Exercise task:
Rewrite the records below, replacing "one point per instance" with "one point for each instance" everywhere and leaving everything else unchanged. Leave the pictures out of your version.

Entries from a point annotation set:

---

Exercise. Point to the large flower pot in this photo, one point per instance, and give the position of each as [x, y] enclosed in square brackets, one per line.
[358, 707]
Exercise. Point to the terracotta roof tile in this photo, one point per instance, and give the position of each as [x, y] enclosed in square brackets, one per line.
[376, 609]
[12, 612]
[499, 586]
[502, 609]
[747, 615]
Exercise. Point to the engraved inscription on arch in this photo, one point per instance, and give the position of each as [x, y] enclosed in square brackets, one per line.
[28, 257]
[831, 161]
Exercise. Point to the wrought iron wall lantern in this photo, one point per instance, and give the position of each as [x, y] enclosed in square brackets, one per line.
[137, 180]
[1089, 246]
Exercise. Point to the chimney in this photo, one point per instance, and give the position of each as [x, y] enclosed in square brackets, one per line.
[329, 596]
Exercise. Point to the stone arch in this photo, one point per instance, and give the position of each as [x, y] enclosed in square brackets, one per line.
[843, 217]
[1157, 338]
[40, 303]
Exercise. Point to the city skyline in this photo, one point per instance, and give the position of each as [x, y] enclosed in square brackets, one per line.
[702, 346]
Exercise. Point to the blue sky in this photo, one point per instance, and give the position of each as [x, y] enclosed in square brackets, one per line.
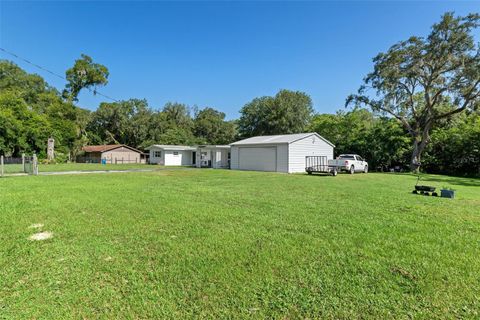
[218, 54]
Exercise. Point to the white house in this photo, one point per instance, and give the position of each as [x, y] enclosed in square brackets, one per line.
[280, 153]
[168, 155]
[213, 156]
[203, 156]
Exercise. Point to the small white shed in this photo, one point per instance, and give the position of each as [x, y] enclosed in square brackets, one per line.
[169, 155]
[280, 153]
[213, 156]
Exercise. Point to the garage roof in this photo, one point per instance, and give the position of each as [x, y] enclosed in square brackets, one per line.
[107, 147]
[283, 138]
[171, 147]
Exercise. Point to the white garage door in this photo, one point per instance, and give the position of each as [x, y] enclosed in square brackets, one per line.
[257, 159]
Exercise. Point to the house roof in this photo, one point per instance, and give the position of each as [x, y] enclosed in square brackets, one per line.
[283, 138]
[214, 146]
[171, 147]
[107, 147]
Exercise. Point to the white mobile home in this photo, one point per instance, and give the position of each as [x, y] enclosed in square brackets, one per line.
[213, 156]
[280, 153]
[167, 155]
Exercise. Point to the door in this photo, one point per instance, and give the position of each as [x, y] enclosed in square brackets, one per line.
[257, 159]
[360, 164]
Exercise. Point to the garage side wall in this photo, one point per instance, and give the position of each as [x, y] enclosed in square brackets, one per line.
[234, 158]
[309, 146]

---

Output for this task:
Exercise. Point to the large flower pot in this photo, one point for each instance, and give the position of each as [x, y] enclosed in square brackets, one per line.
[358, 707]
Exercise. Point to the terracotta roof tile in this photo, one point for each instance, and give the position of each as [x, y] enclosed in square brackets, one per line.
[376, 609]
[12, 612]
[499, 586]
[502, 609]
[747, 615]
Exercise. Point to the engraved inscription on arch in this photo, one point for each instance, and give the position of each as [x, y] enclosed in square brackets, one per line.
[28, 257]
[831, 161]
Exercise. Point to the wrought iron wall lantern in this photo, one point for each instance, and give the position of each as [x, y] enclosed in square brackets, one per line.
[137, 180]
[1089, 246]
Exercise. Point to the chimney in this photo, one point for each instance, and give the position of each as [x, y] enclosed in square brackets, one per line.
[329, 596]
Exercise. Point to the stone arch in this photo, one point for each instance, and give the position of each as [x, y] enclosed in square brackets, one per line.
[843, 217]
[1157, 338]
[40, 303]
Exercise. Point to the city skyline in this photo, one point for each instance, and give the position of each as [x, y] enclosed in square brackets, one per line.
[702, 346]
Exercise. Point to the blue sky in this photo, one point for each instance, and give the position of each as [x, y] enclosed in square brackets, one per line.
[218, 54]
Exercise. Point to the white house in this photo, one point for each instance, and give the position of each as [x, y] enclosed in square brackets, one per line.
[280, 153]
[168, 155]
[213, 156]
[203, 156]
Exercise. Point to the small white shed in this photo, one point for each instance, and give the position of each as [x, y] enclosed in square brackets, one per line.
[169, 155]
[280, 153]
[213, 156]
Exercise. Point to the garage roof in this photo, one point for each instance, and give the position of each as [x, y] enclosed in square brackets, one per line.
[107, 147]
[283, 138]
[171, 147]
Exercise. Point to the white garage door in this photo, one point for each instance, and give the position of each as [x, y] enclosed in square brackets, one per line.
[257, 159]
Exercise. Point to the house roof in this photo, one point for each instance, and give the position of each as [x, y] enclosed in square brackets, one per line.
[283, 138]
[214, 146]
[171, 147]
[107, 147]
Exercise. Point to the white mobile home in this photo, one point for each instance, and give the position of each as [x, y] enclosed in square brackets, one per line.
[213, 156]
[280, 153]
[167, 155]
Exercise. Point to the door in this photo, one point for each instance, and give the position of each as [x, y] enclosed in square brackets, one per line.
[257, 159]
[360, 164]
Exercise. Point to the garage side wall in this photo, one point for each instance, and give the position of each as [x, y] enclosed in square brackets, one per line.
[234, 158]
[309, 146]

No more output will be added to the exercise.